══ Document segment ══
Governor of Oʻahu

Identity area

Type of entity

Corporate body

Authorized form of name

Governor of Oʻahu

Parallel form(s) of name

Standardized form(s) of name according to other rules

Other form(s) of name

Identifiers for corporate bodies

Description area

Dates of existence

1795-1900

History

The 1840 Kumukānāwai (Constitution) of the Hawaiian Kingdom--the founding document of the constitutional monarchy in the Islands--designated 4 island governors who were subject to the monarch.

Places

Legal status

Functions, occupations and activities

Articles 23-26 of the 1840 Kumukānāwai specified the kuleana (responsibilities/privileges) of kiaʻāina (governors) which included appointing and supervising all judges and tax assessors over their respective island(s). All kiaʻāina were considered "superior" over their islands with charge of all munitions of war, forts, and soldiery subject to the mōʻī (monarch) and the kuhina nui (premier). The governor had full charge of all business of the mōʻī on the island with the power to "decide all questions, and transact all island business which is not by law assigned to others." All "important" decisions in times of emergency rested with the governor unless the mōʻī or kuhina nui was present. If a governor died in office, the mōʻī called an assembly of chiefs to gather and nominate a new governor who would be approved by the mōʻī.
═══
### Aim of the task
According to the text about the Governor of Oʻahu, which articles of the 1840 Kumukānāwai specified the kuleana of the kiaʻāina? Rely solely on the text about the Governor of Oʻahu.
══ Data extract ══
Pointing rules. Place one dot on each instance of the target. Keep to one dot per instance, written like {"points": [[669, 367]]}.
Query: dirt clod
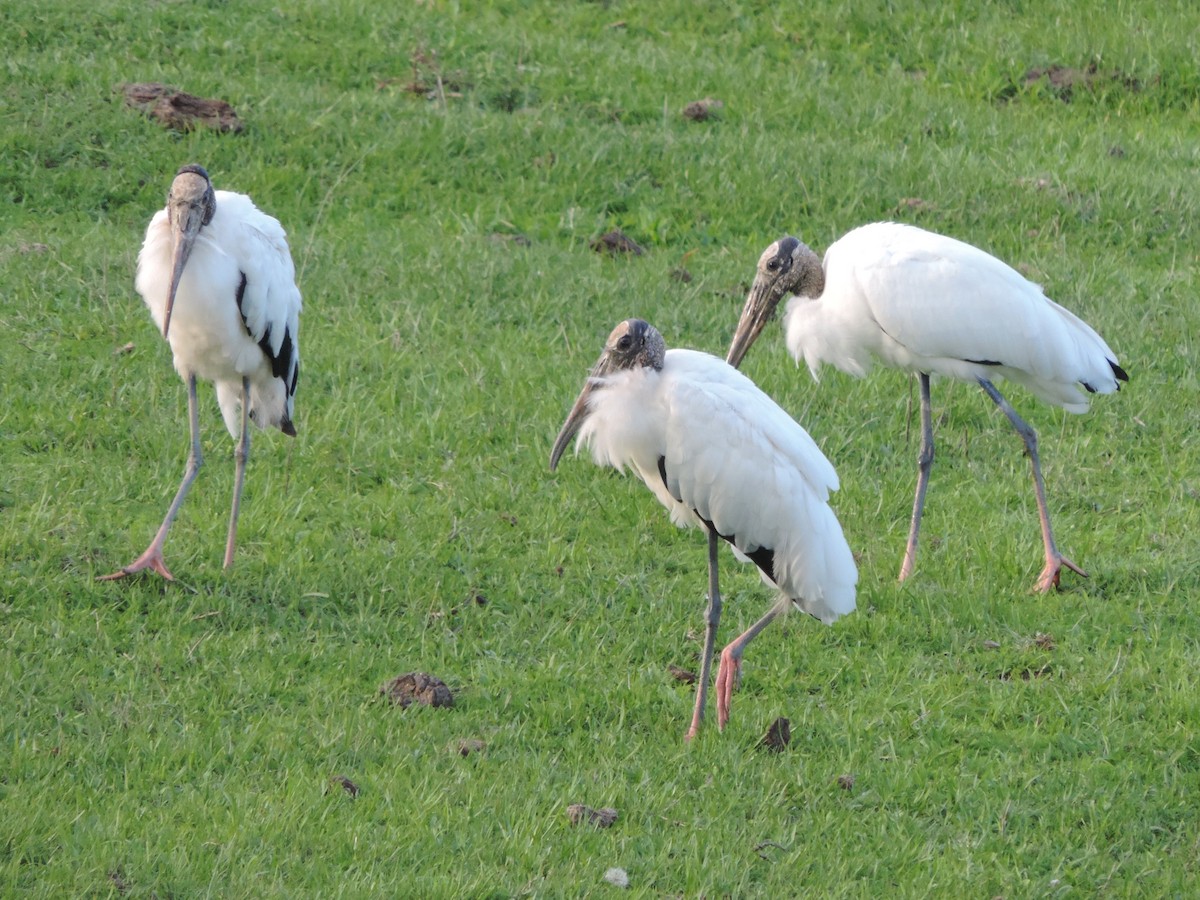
{"points": [[616, 243], [418, 688], [682, 675], [466, 747], [580, 814], [180, 111], [778, 736], [700, 111]]}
═══
### Expected output
Articles 23-26.